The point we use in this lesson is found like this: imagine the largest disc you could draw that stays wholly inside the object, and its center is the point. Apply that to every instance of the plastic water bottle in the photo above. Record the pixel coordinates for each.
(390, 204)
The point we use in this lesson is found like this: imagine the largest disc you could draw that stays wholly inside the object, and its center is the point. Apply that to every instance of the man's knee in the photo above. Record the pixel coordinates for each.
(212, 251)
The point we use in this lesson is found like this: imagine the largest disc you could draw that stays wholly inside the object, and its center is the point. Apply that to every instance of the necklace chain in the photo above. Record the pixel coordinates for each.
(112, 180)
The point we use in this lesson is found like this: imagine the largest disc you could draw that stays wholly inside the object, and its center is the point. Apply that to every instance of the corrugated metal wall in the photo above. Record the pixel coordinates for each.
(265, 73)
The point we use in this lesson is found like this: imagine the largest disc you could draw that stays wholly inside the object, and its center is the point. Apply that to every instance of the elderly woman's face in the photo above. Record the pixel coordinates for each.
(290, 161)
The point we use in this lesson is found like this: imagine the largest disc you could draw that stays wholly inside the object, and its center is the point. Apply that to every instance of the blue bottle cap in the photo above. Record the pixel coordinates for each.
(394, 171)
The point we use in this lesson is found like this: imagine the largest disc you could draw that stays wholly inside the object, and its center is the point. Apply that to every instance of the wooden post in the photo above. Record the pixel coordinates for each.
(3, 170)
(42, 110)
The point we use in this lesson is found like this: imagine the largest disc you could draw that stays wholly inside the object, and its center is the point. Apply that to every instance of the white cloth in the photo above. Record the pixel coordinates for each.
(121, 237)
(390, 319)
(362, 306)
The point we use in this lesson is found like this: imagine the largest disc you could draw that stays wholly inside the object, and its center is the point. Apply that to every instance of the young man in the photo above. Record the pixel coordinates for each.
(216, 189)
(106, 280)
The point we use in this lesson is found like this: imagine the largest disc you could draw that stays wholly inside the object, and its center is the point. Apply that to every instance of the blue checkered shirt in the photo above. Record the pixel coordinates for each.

☆ ☆ ☆

### [Directions for this task]
Output all preceding records character for character.

### [Solution]
The point we use in this lesson is found like this: imagine the largest disc you could draw that stays wholly inside the object, and its center is the point. Apply that to every instance of the plastic water bottle in the photo above. Record the pixel coordinates for each.
(390, 204)
The point we use in this lesson is found like this: imagine the largest disc you could draw that stays wholly inside the object, and its center is the point. Apply that to every instance of the man's knee in the photo above. Record the pixel coordinates for each.
(212, 251)
The point we use in this lesson is found like this: imagine the largest disc you could draw that stays wholly inside the object, and its center is the point. Apply that to every instance of the necklace chain in the photo above. Record the pixel coordinates for each.
(112, 180)
The point we use in this lesson is found like this: imagine the largest disc you could draw that stays wholly inside the object, and its center is the point. Apply that to every instance of the corrugated metal wall in the photo above. Record the pixel coordinates for each.
(265, 73)
The point we use in this lesson is found like this: imagine the largest disc you could draw that stays wholly inside the object, and its center is the point. Apply that to every instance of the elderly woman's face in the photo above. Record the pixel coordinates for each.
(290, 161)
The point we use in this lesson is found like this: imagine the largest disc you could draw that stays wholly inside the object, and its center is the point. Apply that to every instance of the blue bottle cap in the photo above. Record the pixel coordinates for each.
(394, 171)
The point we use in this lesson is found like this: imagine the largest disc you could draw that stays wholly inside the object, and its center is the point. Apply that to every instance of the wooden post in the photo above. Record the pixel coordinates for each.
(3, 170)
(42, 110)
The point we use in this lesson is found like this: imagine the largest disc you could draw that stays wholly inside the object, and its center is the point. Apply that to every instance of the white cloth in the photo above. Record the pixel coordinates for each.
(121, 237)
(390, 319)
(362, 306)
The point we use in this lesson is found like this: imagine the largest disc you could draw that stays wholly inside the object, and its center is the point. Apply that to every instance of the young man in the photo above. Record the pixel coordinates for each.
(216, 189)
(106, 280)
The point we use in this lesson is found like this: imagine the largest disc you could draw that stays wholly inside the object, and its center is the point. Apply that to every instance of the blue checkered shirt in the photo above. Record the pixel coordinates for each.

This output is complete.